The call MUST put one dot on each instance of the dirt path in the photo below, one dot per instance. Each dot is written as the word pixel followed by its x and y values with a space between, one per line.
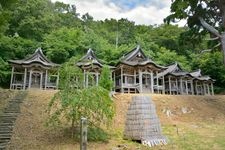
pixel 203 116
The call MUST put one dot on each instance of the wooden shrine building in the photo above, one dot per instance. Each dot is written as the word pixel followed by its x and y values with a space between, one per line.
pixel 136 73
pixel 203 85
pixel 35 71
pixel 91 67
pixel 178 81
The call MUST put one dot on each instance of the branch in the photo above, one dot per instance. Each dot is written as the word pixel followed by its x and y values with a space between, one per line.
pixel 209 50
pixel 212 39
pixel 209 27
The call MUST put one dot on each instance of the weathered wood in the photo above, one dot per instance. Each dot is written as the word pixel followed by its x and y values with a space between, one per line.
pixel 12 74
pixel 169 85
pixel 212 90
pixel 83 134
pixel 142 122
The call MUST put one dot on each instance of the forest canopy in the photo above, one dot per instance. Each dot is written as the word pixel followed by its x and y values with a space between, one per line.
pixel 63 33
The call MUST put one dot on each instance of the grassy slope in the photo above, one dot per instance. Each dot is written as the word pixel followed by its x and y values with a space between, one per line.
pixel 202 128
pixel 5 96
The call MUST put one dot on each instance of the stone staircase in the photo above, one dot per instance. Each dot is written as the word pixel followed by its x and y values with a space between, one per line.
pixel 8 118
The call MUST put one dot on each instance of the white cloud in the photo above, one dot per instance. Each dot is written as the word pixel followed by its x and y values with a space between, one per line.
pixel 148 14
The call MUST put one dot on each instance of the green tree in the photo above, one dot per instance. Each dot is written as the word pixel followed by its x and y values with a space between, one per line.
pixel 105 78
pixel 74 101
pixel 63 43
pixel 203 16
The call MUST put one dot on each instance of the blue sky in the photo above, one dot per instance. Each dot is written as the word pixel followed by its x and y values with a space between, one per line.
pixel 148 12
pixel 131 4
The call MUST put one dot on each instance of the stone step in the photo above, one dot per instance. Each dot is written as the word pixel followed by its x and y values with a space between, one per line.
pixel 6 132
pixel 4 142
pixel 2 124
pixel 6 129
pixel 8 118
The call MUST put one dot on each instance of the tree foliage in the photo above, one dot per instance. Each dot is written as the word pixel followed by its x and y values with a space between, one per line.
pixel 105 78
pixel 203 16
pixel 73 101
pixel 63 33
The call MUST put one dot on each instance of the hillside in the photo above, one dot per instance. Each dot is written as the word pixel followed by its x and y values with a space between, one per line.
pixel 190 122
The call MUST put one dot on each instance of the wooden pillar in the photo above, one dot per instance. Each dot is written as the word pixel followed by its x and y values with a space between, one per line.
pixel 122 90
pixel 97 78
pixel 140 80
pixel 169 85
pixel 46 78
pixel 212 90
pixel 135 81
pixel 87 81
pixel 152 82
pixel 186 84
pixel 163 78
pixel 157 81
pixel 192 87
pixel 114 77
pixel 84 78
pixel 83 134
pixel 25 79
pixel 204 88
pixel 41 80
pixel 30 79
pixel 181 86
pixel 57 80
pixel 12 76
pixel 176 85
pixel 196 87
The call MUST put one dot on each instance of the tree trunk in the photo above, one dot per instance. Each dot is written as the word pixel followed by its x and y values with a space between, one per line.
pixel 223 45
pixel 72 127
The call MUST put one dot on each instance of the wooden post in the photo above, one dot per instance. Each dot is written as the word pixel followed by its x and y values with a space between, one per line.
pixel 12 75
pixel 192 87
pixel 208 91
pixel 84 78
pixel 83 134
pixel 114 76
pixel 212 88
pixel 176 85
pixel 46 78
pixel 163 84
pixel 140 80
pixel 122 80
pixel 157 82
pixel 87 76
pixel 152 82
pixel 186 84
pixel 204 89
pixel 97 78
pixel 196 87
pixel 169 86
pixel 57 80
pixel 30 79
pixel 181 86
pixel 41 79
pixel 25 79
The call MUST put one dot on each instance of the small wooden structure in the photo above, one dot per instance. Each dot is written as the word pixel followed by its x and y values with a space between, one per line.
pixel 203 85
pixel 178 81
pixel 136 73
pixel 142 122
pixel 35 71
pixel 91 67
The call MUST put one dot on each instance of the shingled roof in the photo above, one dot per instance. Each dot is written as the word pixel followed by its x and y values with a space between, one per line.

ACTION ITEM
Write down all the entries exactly, but not the pictures they hold.

SOLUTION FOR THIS EXERCISE
The call MUST put one dot on each instance of the dirt path in the photo below, one dot per instance. Each dot is written as the word pixel followed by its x and y values with a space between, one per line.
pixel 203 116
The call MUST put one dot on each instance of the wooden shrine building in the photo above, one dot per instance. Each dot is written as the word pixel followed by its x and y values with a space between, one per line.
pixel 136 73
pixel 203 85
pixel 35 71
pixel 91 67
pixel 178 81
The call MUST put one dot on each instance of the branch in the photo above, one dot per instance. Each dot is written as the word pixel followed by its x and y values with a space between, one per line.
pixel 209 50
pixel 212 39
pixel 209 27
The call MUST put one dot on each instance of the weathered wood in the photo above, one dot per instance. Each dot is written as the word pixel followed by its x and y values with a space between, one per line.
pixel 12 74
pixel 169 85
pixel 212 90
pixel 83 134
pixel 142 122
The call MUST put one dot on each instance of the forest canopy in the photo above, one dot per instance. Each dot is written as the word pixel followed by its x and y values with a space between, one per line.
pixel 63 33
The call MUST put one dot on each instance of the grassy slope in the photo above, one dot per instance. Each dot is written as the word pixel followed by its x and y values with a space between, one per line.
pixel 202 128
pixel 5 96
The call MUST put one dot on each instance of the stone staircase in the photo above, one dot per instance. Each dot is written as the word pixel followed by its x and y values with a space between, one per line.
pixel 8 118
The call MUST put one dot on each instance of the white cloud in the photo above, one dot per instance. Each dot is written as the word pixel followed by its x and y values with a space between, one per line.
pixel 148 14
The call MUST put one dot on each instance of the green tree in the photo above, one dot per instance. Each dot is written as the word pixel followed by its x and y values with a space between, one per line.
pixel 105 78
pixel 74 101
pixel 63 43
pixel 203 16
The call MUST put one dot on each instance of the blue sky in the photo above, one dot per instance. Each dot is written as the word pixel followed by its x and y values with a space between, one per line.
pixel 148 12
pixel 131 4
The call MUST put one dot on each instance of the stone step in the photo above, one dot per instance. Each dot is written as the word pixel followed by its x and y values with a space between, one per line.
pixel 6 132
pixel 4 142
pixel 2 124
pixel 6 129
pixel 8 118
The call MUST put one dot on each instance of the tree foliage in the photo above, one dot per instance. Each dot is written as the word pixel followed by its x and y values with a space between, one per line.
pixel 105 78
pixel 203 16
pixel 73 101
pixel 63 33
The call MUST put one dot on each instance of the hillside in the photo above, one dot per instance. Each dot is written as the word pixel followed by its x and y values with a space between, one per line.
pixel 190 122
The call MUST put one dot on each instance of the wooden pillar in the photo above, one dot per instance. Each dot is written as the word pixel followed by its x and y values with a space between, one per line.
pixel 122 90
pixel 97 78
pixel 140 80
pixel 169 85
pixel 46 78
pixel 212 90
pixel 135 81
pixel 87 81
pixel 152 82
pixel 186 84
pixel 163 78
pixel 157 81
pixel 192 87
pixel 114 77
pixel 84 78
pixel 83 134
pixel 25 79
pixel 204 88
pixel 41 80
pixel 30 79
pixel 181 86
pixel 57 80
pixel 12 76
pixel 176 85
pixel 196 87
The call MUST put one dot on each instance of the tree trunk in the photo above, one dot per instance. Each dot is written as the word pixel followed by its x and y values with a space between, one per line.
pixel 223 45
pixel 72 127
The call MUST put one dot on each instance of the wooden post in the photo above, one dot per instance. Each dot is written as the word pixel followed by its x and y values with a space between, one per line.
pixel 12 75
pixel 192 87
pixel 208 91
pixel 84 78
pixel 83 134
pixel 114 76
pixel 212 88
pixel 176 85
pixel 46 78
pixel 163 84
pixel 140 80
pixel 122 80
pixel 157 82
pixel 87 76
pixel 152 82
pixel 186 84
pixel 204 89
pixel 97 78
pixel 196 87
pixel 169 86
pixel 57 80
pixel 30 79
pixel 181 86
pixel 41 79
pixel 25 79
The call MUST put one dot on each instance of the small wooden structure in the photo above, one dot per instance. Each dot is written as the word pixel followed by its x and y values with a space between, one per line.
pixel 203 85
pixel 178 81
pixel 136 73
pixel 142 122
pixel 35 71
pixel 91 67
The call MUST put one dot on each instance of the shingled roof in the photo above, one dot per instance. Each dot is written as the word pixel followed by its x and y values with a space between, one per line.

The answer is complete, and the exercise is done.